_THE REQUEST_
Copy word for word the stretch of the alumni spotlight on Haylee Williams from "Hill College 2006" through "changed Williams’ life.".

-- start of EXTRACT PROVIDED --

Alumni Spotlight: Former Lady Rebel Haylee Williams

  Jessyca Brown
  Friday, November 13, 2020 10:20 AM
  General Events

Hillsboro, TX

Read November 2020 | Issue 1

Hill College 2006 Alumnae Haylee Williams (left)As a homeschooled high school graduate who moved to Texas from Georgia in the middle of her senior year, Haylee Williams was certain she didn’t have a shot at making the 2004-05 Lady Rebels softball team. And at the time, she didn’t even consider it.

Williams enrolled in courses at the Hill College Johnson County Campus (JCC) in the fall of 2003. In her spring semester, her weight training teacher, then volleyball coach Nicole Smith, made a suggestion that forever changed Williams’ life.

“Coach Smith asked me if I played sports and told me to get in touch with Hill College’s softball coach, Leigh Ebner,” Williams said. “I hadn’t played softball in a year. I couldn’t believe it when Coach Ebner willingly let me try out.”

Williams was equally surprised when Ebner offered her a two-year scholarship that summer to play second base for the Lady Rebels.

-- end of EXTRACT PROVIDED --
-- start of DATASET ENTRIES --

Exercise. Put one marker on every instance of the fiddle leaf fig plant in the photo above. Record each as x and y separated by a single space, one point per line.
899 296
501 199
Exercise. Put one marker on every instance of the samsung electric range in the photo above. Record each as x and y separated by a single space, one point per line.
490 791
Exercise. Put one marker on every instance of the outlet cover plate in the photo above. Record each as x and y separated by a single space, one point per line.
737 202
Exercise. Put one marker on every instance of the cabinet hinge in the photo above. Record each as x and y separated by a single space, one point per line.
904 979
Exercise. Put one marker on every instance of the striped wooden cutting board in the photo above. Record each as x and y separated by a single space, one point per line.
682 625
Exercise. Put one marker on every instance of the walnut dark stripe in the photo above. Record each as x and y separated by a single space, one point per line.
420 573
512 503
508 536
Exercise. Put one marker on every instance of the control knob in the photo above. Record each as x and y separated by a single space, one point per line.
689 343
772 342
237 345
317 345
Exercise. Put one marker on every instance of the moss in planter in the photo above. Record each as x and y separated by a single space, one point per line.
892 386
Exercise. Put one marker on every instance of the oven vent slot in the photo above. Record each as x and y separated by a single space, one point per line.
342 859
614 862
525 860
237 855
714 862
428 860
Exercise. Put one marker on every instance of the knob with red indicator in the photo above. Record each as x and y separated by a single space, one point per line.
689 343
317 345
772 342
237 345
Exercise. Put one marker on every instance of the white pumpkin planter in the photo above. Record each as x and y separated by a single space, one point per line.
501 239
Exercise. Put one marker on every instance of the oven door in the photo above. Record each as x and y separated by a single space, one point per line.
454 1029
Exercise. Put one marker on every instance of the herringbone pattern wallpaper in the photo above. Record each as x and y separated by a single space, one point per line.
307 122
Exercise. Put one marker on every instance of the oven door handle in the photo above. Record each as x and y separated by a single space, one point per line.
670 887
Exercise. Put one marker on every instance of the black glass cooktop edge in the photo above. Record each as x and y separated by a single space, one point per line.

-- end of DATASET ENTRIES --

_OUTPUT FOR THIS TASK_
Hill College 2006 Alumnae Haylee Williams (left)As a homeschooled high school graduate who moved to Texas from Georgia in the middle of her senior year, Haylee Williams was certain she didn’t have a shot at making the 2004-05 Lady Rebels softball team. And at the time, she didn’t even consider it.

Williams enrolled in courses at the Hill College Johnson County Campus (JCC) in the fall of 2003. In her spring semester, her weight training teacher, then volleyball coach Nicole Smith, made a suggestion that forever changed Williams’ life.